## Start DATASET RECORDS

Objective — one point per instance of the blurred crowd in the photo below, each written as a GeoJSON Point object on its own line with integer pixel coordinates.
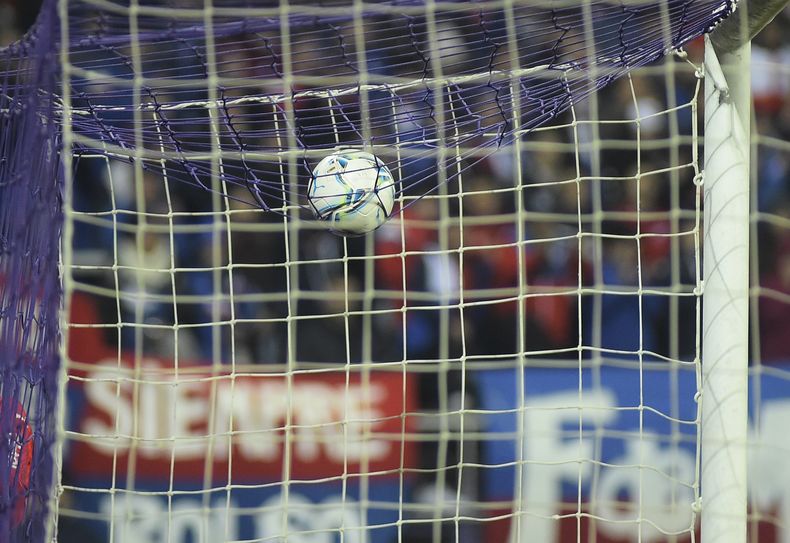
{"type": "Point", "coordinates": [458, 265]}
{"type": "Point", "coordinates": [580, 246]}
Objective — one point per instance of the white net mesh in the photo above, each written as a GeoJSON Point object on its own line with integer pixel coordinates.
{"type": "Point", "coordinates": [513, 357]}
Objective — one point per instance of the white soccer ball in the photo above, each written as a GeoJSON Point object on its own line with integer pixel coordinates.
{"type": "Point", "coordinates": [353, 191]}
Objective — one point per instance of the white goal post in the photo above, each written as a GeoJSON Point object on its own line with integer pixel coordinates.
{"type": "Point", "coordinates": [549, 344]}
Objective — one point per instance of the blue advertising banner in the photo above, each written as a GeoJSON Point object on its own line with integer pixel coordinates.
{"type": "Point", "coordinates": [621, 443]}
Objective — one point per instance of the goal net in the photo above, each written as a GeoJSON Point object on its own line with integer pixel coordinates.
{"type": "Point", "coordinates": [514, 356]}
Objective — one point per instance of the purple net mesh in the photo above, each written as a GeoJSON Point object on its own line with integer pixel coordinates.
{"type": "Point", "coordinates": [30, 292]}
{"type": "Point", "coordinates": [419, 84]}
{"type": "Point", "coordinates": [177, 90]}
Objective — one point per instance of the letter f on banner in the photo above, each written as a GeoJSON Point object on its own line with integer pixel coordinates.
{"type": "Point", "coordinates": [553, 451]}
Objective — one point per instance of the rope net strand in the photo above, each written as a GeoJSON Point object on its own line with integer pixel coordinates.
{"type": "Point", "coordinates": [240, 100]}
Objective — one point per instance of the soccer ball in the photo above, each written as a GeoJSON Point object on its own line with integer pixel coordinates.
{"type": "Point", "coordinates": [352, 191]}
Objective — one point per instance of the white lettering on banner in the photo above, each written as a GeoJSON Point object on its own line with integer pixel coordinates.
{"type": "Point", "coordinates": [311, 523]}
{"type": "Point", "coordinates": [552, 458]}
{"type": "Point", "coordinates": [664, 475]}
{"type": "Point", "coordinates": [326, 418]}
{"type": "Point", "coordinates": [146, 518]}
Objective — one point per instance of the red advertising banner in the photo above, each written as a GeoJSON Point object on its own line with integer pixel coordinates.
{"type": "Point", "coordinates": [254, 426]}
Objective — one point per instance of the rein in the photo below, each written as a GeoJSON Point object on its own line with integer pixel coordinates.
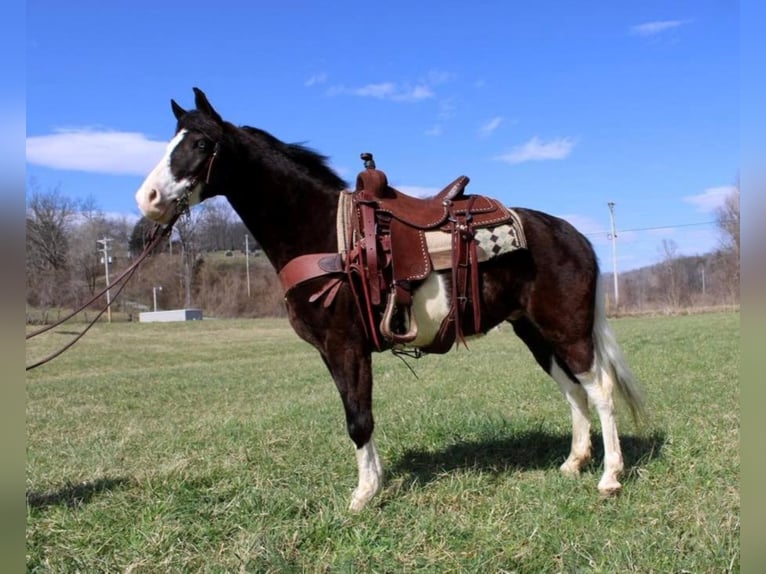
{"type": "Point", "coordinates": [158, 234]}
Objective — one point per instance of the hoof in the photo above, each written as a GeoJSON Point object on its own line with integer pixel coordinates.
{"type": "Point", "coordinates": [572, 465]}
{"type": "Point", "coordinates": [360, 499]}
{"type": "Point", "coordinates": [609, 488]}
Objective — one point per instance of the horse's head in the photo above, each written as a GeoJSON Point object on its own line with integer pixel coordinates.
{"type": "Point", "coordinates": [184, 176]}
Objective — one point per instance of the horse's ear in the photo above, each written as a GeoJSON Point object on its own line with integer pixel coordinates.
{"type": "Point", "coordinates": [178, 111]}
{"type": "Point", "coordinates": [200, 100]}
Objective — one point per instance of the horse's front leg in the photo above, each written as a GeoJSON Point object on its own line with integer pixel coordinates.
{"type": "Point", "coordinates": [351, 370]}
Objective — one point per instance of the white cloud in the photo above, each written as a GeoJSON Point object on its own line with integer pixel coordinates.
{"type": "Point", "coordinates": [434, 131]}
{"type": "Point", "coordinates": [319, 78]}
{"type": "Point", "coordinates": [657, 27]}
{"type": "Point", "coordinates": [123, 153]}
{"type": "Point", "coordinates": [386, 91]}
{"type": "Point", "coordinates": [489, 127]}
{"type": "Point", "coordinates": [711, 198]}
{"type": "Point", "coordinates": [397, 91]}
{"type": "Point", "coordinates": [537, 150]}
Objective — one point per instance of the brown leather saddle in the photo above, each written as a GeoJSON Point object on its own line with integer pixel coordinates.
{"type": "Point", "coordinates": [385, 257]}
{"type": "Point", "coordinates": [390, 253]}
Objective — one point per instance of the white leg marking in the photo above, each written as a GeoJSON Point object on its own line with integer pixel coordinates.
{"type": "Point", "coordinates": [370, 476]}
{"type": "Point", "coordinates": [598, 384]}
{"type": "Point", "coordinates": [575, 394]}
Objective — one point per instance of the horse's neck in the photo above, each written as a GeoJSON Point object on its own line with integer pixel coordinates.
{"type": "Point", "coordinates": [288, 219]}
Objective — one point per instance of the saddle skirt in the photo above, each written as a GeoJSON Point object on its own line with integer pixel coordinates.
{"type": "Point", "coordinates": [390, 243]}
{"type": "Point", "coordinates": [492, 240]}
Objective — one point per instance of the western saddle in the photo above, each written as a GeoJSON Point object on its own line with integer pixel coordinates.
{"type": "Point", "coordinates": [384, 256]}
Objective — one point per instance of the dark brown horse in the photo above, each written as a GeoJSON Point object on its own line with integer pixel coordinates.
{"type": "Point", "coordinates": [287, 196]}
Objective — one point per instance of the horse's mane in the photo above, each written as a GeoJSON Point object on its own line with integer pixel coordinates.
{"type": "Point", "coordinates": [313, 162]}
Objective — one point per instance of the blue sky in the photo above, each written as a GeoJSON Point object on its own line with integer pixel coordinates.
{"type": "Point", "coordinates": [556, 106]}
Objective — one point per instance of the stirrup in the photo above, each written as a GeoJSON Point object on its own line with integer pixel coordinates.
{"type": "Point", "coordinates": [388, 315]}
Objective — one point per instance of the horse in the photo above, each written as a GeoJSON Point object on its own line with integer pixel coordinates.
{"type": "Point", "coordinates": [287, 196]}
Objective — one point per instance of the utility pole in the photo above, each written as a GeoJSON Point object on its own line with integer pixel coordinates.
{"type": "Point", "coordinates": [247, 263]}
{"type": "Point", "coordinates": [614, 255]}
{"type": "Point", "coordinates": [105, 250]}
{"type": "Point", "coordinates": [154, 296]}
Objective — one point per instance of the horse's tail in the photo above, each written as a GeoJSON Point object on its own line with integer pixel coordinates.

## End DATASET RECORDS

__TASK__:
Except for the pictures, give all the material above again verbatim.

__EXPECTED ANSWER__:
Objective — one point per instance of the blurred crowd in the photo below, each written as a GeoJSON Point object on its own line with integer pixel coordinates.
{"type": "Point", "coordinates": [458, 265]}
{"type": "Point", "coordinates": [580, 246]}
Objective — one point per instance of the white net mesh in the photo above, each written as a GeoJSON Point object on its own line with integer pixel coordinates.
{"type": "Point", "coordinates": [513, 357]}
Objective — one point per instance of the white soccer ball in the photo above, each written as a GeoJSON Point object on its own line with integer pixel coordinates.
{"type": "Point", "coordinates": [353, 191]}
Objective — one point per instance of the white goal post in the photo above, each written as a GeoJSON Point object on its own line with integer pixel coordinates.
{"type": "Point", "coordinates": [549, 344]}
Objective — one point per instance of the blue advertising banner in the photo above, each written as a GeoJSON Point object on its own line with integer pixel coordinates.
{"type": "Point", "coordinates": [621, 443]}
Objective — one point per instance of the goal net in the photo above, each written as a GeoJSON Point object on its own line with integer pixel coordinates.
{"type": "Point", "coordinates": [514, 356]}
Objective — one point per instance of the purple net mesh in the photo above, each written as a GeoJSON Point object on its own line with integer pixel coordinates.
{"type": "Point", "coordinates": [30, 292]}
{"type": "Point", "coordinates": [419, 84]}
{"type": "Point", "coordinates": [177, 90]}
Objective — one point per instance of the letter f on banner in the photo above, each written as a GeoJSON Point object on its own line with integer pixel coordinates.
{"type": "Point", "coordinates": [553, 451]}
Objective — one point per instance of the rope net strand in the photo above, each written as a GeoJSON Point object on its own line with integer pixel coordinates.
{"type": "Point", "coordinates": [240, 100]}
Objective — one point per instance of the soccer ball in the photo above, each written as a GeoJSON Point object on its own line with integer pixel coordinates.
{"type": "Point", "coordinates": [352, 191]}
Objective — one point per instance of the white lettering on banner in the photo above, each written as a GeoJSON Point object on its own line with integer pixel coordinates.
{"type": "Point", "coordinates": [311, 523]}
{"type": "Point", "coordinates": [552, 458]}
{"type": "Point", "coordinates": [664, 475]}
{"type": "Point", "coordinates": [326, 418]}
{"type": "Point", "coordinates": [146, 518]}
Objective — one point per instance of the red advertising banner in the photo above, each written as a GeoJSON Point object on its own line with integer pixel coordinates.
{"type": "Point", "coordinates": [254, 426]}
Objective — one point per instance of the rein in the photo below, each written as a GeoJSON Point object on its own line with integer pixel coordinates.
{"type": "Point", "coordinates": [158, 234]}
Objective — one point per instance of the hoof in the photo above, each written as a GeoJSON Point object on its own line with integer pixel coordinates.
{"type": "Point", "coordinates": [572, 465]}
{"type": "Point", "coordinates": [360, 499]}
{"type": "Point", "coordinates": [609, 488]}
Objective — one point per instance of the horse's head in the photo above, each written as a GeoJSON Point object on its own line with integer pixel coordinates.
{"type": "Point", "coordinates": [184, 176]}
Objective — one point per instance of the horse's ear in the photo above, each written as a GeoJSON Point object on its own line with integer pixel coordinates.
{"type": "Point", "coordinates": [178, 111]}
{"type": "Point", "coordinates": [200, 100]}
Objective — one point per instance of the horse's front leg in the photo above, each written as a GeoJSON Point object on its own line with integer pixel coordinates.
{"type": "Point", "coordinates": [351, 370]}
Objective — one point per instance of the white cloud in the photo above, each written as a GeoJSON Point object on its own line with integer pixel coordinates.
{"type": "Point", "coordinates": [434, 131]}
{"type": "Point", "coordinates": [319, 78]}
{"type": "Point", "coordinates": [657, 27]}
{"type": "Point", "coordinates": [123, 153]}
{"type": "Point", "coordinates": [386, 91]}
{"type": "Point", "coordinates": [489, 127]}
{"type": "Point", "coordinates": [711, 198]}
{"type": "Point", "coordinates": [397, 91]}
{"type": "Point", "coordinates": [537, 150]}
Objective — one point per instance of the brown leather saddle in the photo above, each written as a GeoJSON Point object on its own line with integer pixel coordinates.
{"type": "Point", "coordinates": [385, 257]}
{"type": "Point", "coordinates": [390, 253]}
Objective — one point per instance of the white leg marking in the photo above, each written as a GeoJSON Point object on its own line with integer pixel coordinates.
{"type": "Point", "coordinates": [370, 476]}
{"type": "Point", "coordinates": [598, 384]}
{"type": "Point", "coordinates": [575, 394]}
Objective — one point per instance of the horse's neck in the photo above, each written as a GeoJSON Point object on its own line with integer pixel coordinates.
{"type": "Point", "coordinates": [288, 219]}
Objective — one point per instance of the saddle skirt in the photo above, each written as a GeoJSON Point object on its own line with integer pixel coordinates.
{"type": "Point", "coordinates": [390, 243]}
{"type": "Point", "coordinates": [492, 240]}
Objective — one point per instance of the western saddle in the photo above, each written as a GeoJSON Point object on its own line with integer pixel coordinates.
{"type": "Point", "coordinates": [384, 256]}
Objective — one point per instance of the dark brown horse in the photo above, each written as a GeoJSON Point object on its own line with integer pixel coordinates.
{"type": "Point", "coordinates": [287, 196]}
Objective — one point per instance of the horse's mane in the photo above, each written as a GeoJSON Point object on its own line with integer pixel coordinates.
{"type": "Point", "coordinates": [313, 162]}
Objective — one point per instance of the blue sky in the photo above, each written as a GeoJSON Point object on its own line with integer pixel coordinates.
{"type": "Point", "coordinates": [556, 106]}
Objective — one point per instance of the stirrup in the photo above, each written as a GeoJSON Point object on its own line with integer pixel coordinates.
{"type": "Point", "coordinates": [388, 315]}
Objective — one point per instance of the horse in the photo above, each written as a GeoJSON Point object on its own line with integer pixel coordinates.
{"type": "Point", "coordinates": [287, 196]}
Objective — one point per instance of the utility pole in the photo above, each written as a GeoJSON Point object on its own line with integer pixel coordinates.
{"type": "Point", "coordinates": [247, 263]}
{"type": "Point", "coordinates": [614, 255]}
{"type": "Point", "coordinates": [105, 250]}
{"type": "Point", "coordinates": [154, 296]}
Objective — one point per instance of the horse's tail in the photo above, each written as a GeoJSON Point object on its own line with integer pixel coordinates.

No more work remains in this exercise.